----- PAGE EXTRACT

I do very little embroidery for myself but after I finished the children’s Christmas T shirts, I suddenly had the fancy of doing a bit of decoration on the much neglected sleeve bottoms of a few new T shirts. Not a lot of space to get carried away over, I thought, but then, like Topsy the embroidery just grew and grew and was more embroidery than I’d anticipated. I’ve possibly let my stitching go too far up the arm so that what I at first imagined being subtle decoration has now become de trop. We shall see.
Meanwhile The Wilson, Cheltenham’s unhelpfully named art gallery and museum, is still closed, supposedly for a certain amount of remodelling internally, although we regularly have cause to go past it and have yet to see signs of any sort of constructive activity. Well, that’s not quite true for one day there was a scaffolding tower (bereft of workers) which caused us to look up and then we noticed the window on the Hugh Casson front of 1989 looking very sad. The quirky stained/painted glass panels commissioned and handmade for the new extension were visibly cracked, broken, missing in places and some had suffered the even worse indignity of being blocked up with what looked like bits of old cardboard. When we went past the art gallery the following week, it was clear that all individual panes of glass that once flashed zigzags of warm yellows and orangey reds when the room behind was lit up had been replaced by undistinguished pieces of clear modern glass. The glass had never been an enormous in your face sort of feature but the lack of such detailing has diminished the look of the whole front, much as a once elegant and stylish outfit is never quite the same when distinctive buttons are lost and replaced by department store basics. Woe. Experience suggests, make-do repairs very often become permanent.
But The Wilson is not forgotten in my husband’s art appreciation sessions at Chapel Arts for he likes to show images from Cheltenham’s collection and, thanks to Art UK, the charity and online home for oil paintings in every public collection in the UK, he can do this quite easily. Since 2003 Ark UK has digitised over 280,000 paintings and all are now available just a few keyboard taps away. And of course, the really great thing about an online depository is that you have access to all those paintings which would otherwise live hidden lives secreted away in museum stores and dusty basements. (Bendor Grosvenor’s programme ‘Britain Lost Masterpieces’ is in part based on his trawling such minimally frequented depths with a connoisseur’s eye and choosing paintings which he thinks merit further consideration. His success rate is impressive and additionally his researches make for some of the best of television viewing of the visual arts.)

----------
----- SUPPLIED MATERIAL

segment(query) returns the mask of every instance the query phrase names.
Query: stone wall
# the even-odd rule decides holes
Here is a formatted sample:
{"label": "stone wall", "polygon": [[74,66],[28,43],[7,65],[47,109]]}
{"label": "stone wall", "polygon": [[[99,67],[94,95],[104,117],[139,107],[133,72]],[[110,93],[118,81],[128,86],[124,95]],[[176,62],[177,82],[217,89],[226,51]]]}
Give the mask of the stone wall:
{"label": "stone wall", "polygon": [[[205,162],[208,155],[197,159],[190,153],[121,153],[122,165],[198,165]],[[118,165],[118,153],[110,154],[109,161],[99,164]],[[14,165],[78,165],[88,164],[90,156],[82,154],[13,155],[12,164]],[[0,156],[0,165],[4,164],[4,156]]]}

----------

[TASKS FOR THIS EXERCISE]
1. What is the French for this sentence from the post about The Wilson: "Experience suggests, make-do repairs very often become permanent."?
2. Can you pick up the post about The Wilson and write the paragraph that would follow its final sentence?

[RESPONSES TO THE EXERCISE]
1. L'expérience montre que les réparations de fortune deviennent très souvent permanentes.

2.
It’s always a joy to come upon women successful in their chosen fields and even more so when they lived in a historical past littered with more obstacles, prejudices and domestic commitments than we would find fair today. The Dutch painter Rachel Ruysch (1665 – 1750) is one of these special breeds of women. The Wilson is fortunate to have a portrait of her and also one of her still lifes which genre she specialised in. Women painters of this period often concentrated on still lifes for practical reasons for flowers were easy to come by. As Rachel’s father was a professor of anatomy with interests in botany, his collections of botanical specimens were an additional source of inspiration. Rachel assisted her father in preparing specimens for the collection and producing botanical studies showing plants in the various stages of life. She later even taught her father and sister how to paint flowers accurately. From such work, still lifes became a natural progression. As with other practitioners of the genre, her paintings are a sort of theatre for flowers, complete with dramatic effects. Gorgeous blooms bustle together regardless of seasonal flowering. Peonies of May and poppies of full summer nod their heads between branches of spring blossom and wayside weeds while the odd leaf of a distinctly overblown cabbage contrasts nicely with the soft petals of a drooping rose. Close up and lushness visibly tips into decline – dry leaves curl and discolour with age, disease or infestation by insects. Lighting is spectacular in its artifice hitting bunches of flowers face on, then picking out the odd petal or stem here and there; the background, like the backdrop in a theatre is sooty black to enhance those glorious flowers.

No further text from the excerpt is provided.